Write out the stretch from the line containing "of the hanging" through the end of the entries, copying each line exactly as it appears.
================================
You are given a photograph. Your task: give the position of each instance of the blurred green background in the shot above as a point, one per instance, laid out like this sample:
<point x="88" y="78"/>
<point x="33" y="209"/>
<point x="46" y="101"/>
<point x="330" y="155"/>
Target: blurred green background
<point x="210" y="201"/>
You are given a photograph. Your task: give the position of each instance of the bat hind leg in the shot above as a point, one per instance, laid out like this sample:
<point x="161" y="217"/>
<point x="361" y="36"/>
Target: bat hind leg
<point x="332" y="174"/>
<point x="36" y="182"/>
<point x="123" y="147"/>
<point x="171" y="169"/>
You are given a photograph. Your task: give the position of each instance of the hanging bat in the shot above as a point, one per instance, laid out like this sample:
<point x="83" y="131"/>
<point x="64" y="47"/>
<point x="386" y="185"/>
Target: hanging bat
================================
Answer for the task:
You are given a photograph. Your task: give the position of each instance of the hanging bat in the shot above as a point, one per instance, laid out like this sample:
<point x="83" y="131"/>
<point x="64" y="47"/>
<point x="386" y="185"/>
Target: hanging bat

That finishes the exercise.